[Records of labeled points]
>>>>

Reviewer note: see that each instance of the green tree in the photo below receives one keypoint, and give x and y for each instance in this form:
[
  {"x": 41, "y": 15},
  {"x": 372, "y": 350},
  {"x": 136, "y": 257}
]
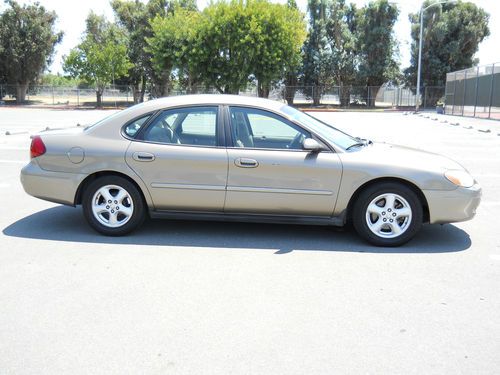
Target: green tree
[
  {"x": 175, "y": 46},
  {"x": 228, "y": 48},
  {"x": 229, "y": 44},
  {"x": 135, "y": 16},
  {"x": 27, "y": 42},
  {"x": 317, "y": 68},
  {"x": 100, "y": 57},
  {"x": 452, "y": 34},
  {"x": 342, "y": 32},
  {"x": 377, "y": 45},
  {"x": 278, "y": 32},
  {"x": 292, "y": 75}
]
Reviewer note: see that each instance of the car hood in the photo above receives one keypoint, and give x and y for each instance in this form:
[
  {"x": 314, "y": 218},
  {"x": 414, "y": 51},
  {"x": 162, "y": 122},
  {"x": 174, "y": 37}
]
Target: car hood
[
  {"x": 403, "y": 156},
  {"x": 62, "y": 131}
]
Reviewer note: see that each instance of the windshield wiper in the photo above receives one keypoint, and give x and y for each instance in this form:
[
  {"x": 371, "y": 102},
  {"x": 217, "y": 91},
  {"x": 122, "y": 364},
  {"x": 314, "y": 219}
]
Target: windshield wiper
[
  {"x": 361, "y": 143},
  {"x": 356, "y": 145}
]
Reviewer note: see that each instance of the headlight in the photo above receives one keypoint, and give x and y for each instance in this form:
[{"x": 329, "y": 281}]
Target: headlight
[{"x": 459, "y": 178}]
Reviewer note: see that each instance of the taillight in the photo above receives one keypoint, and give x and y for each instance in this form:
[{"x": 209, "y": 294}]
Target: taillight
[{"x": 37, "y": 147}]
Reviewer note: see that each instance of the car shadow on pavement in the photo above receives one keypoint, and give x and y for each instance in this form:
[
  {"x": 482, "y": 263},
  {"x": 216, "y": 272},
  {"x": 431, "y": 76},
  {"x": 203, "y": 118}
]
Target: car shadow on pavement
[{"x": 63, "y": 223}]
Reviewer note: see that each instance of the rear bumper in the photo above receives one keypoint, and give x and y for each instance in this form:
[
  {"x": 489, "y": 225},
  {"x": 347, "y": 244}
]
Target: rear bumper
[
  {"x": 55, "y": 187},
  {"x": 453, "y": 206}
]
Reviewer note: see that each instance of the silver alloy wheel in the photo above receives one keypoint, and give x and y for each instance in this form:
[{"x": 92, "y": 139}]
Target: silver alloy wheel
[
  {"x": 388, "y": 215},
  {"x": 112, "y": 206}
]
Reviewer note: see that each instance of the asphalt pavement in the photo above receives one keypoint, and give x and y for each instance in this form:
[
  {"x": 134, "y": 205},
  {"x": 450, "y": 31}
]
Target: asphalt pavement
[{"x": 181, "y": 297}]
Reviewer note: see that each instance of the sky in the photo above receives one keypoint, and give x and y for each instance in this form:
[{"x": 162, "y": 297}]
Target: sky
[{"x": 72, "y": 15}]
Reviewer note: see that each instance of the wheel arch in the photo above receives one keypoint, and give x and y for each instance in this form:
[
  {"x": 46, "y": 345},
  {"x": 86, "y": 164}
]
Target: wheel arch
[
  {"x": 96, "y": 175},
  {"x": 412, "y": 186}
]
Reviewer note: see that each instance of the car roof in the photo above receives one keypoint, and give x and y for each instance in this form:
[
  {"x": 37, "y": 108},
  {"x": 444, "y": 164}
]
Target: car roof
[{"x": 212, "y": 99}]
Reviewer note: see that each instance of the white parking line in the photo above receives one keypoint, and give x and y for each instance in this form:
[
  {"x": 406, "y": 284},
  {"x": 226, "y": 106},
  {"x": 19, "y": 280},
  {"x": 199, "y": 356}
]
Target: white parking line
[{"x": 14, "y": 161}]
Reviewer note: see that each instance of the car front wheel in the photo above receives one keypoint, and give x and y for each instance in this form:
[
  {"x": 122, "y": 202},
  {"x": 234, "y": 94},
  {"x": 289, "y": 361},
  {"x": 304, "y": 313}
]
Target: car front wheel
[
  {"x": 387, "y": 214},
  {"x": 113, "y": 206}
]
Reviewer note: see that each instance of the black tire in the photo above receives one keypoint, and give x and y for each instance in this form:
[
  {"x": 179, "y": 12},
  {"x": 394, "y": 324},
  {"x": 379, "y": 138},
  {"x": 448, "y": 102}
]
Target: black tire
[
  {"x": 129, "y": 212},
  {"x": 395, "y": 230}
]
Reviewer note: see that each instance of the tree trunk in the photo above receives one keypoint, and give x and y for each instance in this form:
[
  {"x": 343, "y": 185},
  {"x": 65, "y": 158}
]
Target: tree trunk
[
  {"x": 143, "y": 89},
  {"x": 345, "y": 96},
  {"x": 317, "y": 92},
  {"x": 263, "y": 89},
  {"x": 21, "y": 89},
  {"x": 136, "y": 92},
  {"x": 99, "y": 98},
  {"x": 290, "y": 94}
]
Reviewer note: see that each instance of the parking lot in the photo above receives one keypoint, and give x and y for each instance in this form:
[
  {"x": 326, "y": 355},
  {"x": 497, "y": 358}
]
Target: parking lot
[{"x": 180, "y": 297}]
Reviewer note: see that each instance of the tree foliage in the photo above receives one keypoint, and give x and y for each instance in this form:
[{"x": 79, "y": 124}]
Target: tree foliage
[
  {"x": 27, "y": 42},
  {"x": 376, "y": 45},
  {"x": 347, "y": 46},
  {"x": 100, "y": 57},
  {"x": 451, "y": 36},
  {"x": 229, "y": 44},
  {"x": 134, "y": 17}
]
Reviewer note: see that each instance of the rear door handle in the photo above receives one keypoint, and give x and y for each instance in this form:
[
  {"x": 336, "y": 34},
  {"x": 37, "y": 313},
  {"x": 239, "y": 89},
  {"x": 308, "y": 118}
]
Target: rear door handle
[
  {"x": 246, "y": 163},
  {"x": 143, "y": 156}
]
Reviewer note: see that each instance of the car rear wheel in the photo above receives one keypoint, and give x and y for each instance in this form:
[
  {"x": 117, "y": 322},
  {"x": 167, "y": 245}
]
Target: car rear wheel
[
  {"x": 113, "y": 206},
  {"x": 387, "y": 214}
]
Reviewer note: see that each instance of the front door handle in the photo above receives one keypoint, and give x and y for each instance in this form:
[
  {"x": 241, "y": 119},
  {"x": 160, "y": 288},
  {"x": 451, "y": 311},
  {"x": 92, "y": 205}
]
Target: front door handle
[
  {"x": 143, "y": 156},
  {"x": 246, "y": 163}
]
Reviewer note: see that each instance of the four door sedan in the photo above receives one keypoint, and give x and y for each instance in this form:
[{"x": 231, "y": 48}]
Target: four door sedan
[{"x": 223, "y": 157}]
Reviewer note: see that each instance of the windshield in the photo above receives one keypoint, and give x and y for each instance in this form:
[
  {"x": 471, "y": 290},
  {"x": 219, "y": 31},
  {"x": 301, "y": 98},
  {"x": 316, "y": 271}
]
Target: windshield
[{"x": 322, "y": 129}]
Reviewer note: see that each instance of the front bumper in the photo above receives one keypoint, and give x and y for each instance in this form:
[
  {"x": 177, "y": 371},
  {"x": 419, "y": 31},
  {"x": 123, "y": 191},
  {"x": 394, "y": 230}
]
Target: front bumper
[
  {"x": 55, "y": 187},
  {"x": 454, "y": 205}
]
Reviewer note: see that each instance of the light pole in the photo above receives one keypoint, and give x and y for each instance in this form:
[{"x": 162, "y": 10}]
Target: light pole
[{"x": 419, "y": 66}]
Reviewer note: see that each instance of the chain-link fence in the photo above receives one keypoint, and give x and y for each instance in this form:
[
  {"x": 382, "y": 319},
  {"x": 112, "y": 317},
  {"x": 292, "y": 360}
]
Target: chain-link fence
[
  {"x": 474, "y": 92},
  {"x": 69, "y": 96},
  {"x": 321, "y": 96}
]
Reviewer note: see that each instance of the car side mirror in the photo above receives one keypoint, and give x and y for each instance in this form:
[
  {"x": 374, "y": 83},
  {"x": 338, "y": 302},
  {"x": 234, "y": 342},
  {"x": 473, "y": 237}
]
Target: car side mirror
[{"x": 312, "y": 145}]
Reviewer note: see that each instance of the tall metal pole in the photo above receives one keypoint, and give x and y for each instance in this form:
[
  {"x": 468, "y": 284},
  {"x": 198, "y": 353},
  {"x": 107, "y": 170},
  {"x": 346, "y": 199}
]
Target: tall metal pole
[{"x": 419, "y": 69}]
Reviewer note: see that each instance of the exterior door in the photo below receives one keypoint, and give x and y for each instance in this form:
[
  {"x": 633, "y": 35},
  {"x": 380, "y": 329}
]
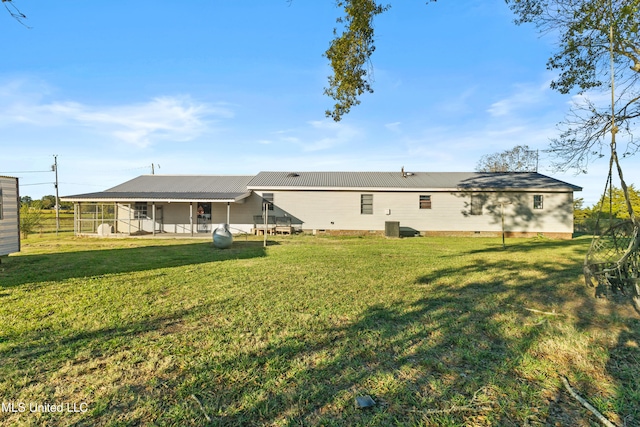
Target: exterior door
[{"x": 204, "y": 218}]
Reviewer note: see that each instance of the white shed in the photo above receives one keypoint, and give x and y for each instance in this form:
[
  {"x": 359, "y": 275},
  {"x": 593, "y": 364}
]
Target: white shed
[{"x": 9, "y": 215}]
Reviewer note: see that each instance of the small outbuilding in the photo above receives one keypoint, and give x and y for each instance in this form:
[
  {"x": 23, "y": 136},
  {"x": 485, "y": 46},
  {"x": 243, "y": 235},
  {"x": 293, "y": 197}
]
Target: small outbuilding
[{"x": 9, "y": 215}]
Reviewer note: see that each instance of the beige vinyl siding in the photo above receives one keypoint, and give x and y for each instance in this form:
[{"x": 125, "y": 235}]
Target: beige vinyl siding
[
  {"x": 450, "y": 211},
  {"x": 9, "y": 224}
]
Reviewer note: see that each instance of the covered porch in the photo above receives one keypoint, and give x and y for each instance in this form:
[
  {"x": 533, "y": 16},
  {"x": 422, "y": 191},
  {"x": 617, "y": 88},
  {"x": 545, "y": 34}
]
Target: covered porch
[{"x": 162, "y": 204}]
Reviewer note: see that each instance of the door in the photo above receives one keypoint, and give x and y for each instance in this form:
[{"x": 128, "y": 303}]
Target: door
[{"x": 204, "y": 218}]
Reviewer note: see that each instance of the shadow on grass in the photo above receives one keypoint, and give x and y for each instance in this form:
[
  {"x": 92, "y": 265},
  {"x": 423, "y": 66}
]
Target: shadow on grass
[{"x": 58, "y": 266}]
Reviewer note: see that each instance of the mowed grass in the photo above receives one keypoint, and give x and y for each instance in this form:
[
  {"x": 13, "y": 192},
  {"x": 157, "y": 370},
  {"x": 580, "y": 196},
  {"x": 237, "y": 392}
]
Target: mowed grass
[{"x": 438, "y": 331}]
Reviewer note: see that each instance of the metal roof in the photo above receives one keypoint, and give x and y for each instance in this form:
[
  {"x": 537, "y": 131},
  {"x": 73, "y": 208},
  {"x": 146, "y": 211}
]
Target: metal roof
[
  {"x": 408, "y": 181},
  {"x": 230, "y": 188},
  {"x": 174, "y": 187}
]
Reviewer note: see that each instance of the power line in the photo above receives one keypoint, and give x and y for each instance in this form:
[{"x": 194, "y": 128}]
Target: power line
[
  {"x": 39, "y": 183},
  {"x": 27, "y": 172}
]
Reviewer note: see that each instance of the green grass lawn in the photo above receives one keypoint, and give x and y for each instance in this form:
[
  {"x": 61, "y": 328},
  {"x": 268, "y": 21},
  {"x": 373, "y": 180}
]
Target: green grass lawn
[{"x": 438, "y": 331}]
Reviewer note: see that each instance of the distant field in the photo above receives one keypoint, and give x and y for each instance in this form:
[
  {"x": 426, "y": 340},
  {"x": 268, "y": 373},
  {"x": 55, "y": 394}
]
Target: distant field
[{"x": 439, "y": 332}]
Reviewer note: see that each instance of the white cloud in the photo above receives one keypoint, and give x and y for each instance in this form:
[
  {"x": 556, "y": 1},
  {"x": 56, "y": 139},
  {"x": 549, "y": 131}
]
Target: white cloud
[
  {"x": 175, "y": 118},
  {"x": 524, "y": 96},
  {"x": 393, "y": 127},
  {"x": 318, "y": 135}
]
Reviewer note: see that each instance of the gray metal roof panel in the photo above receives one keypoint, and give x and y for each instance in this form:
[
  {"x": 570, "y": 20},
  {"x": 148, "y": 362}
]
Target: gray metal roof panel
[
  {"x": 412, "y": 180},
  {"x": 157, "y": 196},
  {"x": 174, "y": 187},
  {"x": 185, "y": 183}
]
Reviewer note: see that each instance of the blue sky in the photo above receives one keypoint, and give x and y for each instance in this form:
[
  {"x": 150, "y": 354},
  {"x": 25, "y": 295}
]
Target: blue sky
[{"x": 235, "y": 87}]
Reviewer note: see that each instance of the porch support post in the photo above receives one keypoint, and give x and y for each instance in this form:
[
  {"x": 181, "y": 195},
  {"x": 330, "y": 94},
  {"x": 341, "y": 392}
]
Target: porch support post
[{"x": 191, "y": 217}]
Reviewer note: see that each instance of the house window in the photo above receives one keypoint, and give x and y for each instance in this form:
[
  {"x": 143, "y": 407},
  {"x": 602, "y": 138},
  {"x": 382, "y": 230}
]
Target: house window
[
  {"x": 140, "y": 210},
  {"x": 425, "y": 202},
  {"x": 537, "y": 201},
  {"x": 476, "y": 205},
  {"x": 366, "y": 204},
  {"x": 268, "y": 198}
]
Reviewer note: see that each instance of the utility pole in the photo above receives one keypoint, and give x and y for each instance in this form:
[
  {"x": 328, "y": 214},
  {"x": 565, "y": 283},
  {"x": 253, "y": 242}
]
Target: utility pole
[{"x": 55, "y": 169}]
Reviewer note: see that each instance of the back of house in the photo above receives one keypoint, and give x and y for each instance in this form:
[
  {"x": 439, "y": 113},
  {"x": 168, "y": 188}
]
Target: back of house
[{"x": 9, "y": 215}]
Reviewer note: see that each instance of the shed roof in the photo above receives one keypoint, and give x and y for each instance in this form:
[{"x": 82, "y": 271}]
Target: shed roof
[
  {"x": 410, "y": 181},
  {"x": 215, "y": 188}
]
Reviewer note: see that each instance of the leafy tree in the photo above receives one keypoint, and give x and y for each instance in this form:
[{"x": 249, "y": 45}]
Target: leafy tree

<<<<

▶ [TASK GOAL]: Give back exactly the lines running from the line containing "Reviewer note: see that each instance of the utility" through the end of the material above, both included, and nothing beyond them.

▶ [OUTPUT FOR THIS TASK]:
Reviewer note: see that each instance of the utility pole in the photo above receives one keypoint, and give x and y for each instance in this form:
[
  {"x": 328, "y": 214},
  {"x": 565, "y": 283},
  {"x": 253, "y": 242}
]
Target: utility pole
[{"x": 55, "y": 169}]
Reviewer note: see that each instance of the back of house in the photo above receives one keypoint, and give x and y for each instance in this form:
[
  {"x": 439, "y": 113},
  {"x": 168, "y": 188}
]
Target: back of house
[{"x": 9, "y": 215}]
Reviewer note: see that each instance of the shed roof in the photo above receives one keypoint, and give x and y for each instance in this form:
[{"x": 82, "y": 271}]
Target: shed roof
[
  {"x": 410, "y": 181},
  {"x": 215, "y": 188}
]
Reviewer note: see that each instance of the leafy tree in the photo above receives one keypoint, and give x and y for each instance in this form:
[{"x": 249, "y": 45}]
Target: leafy tree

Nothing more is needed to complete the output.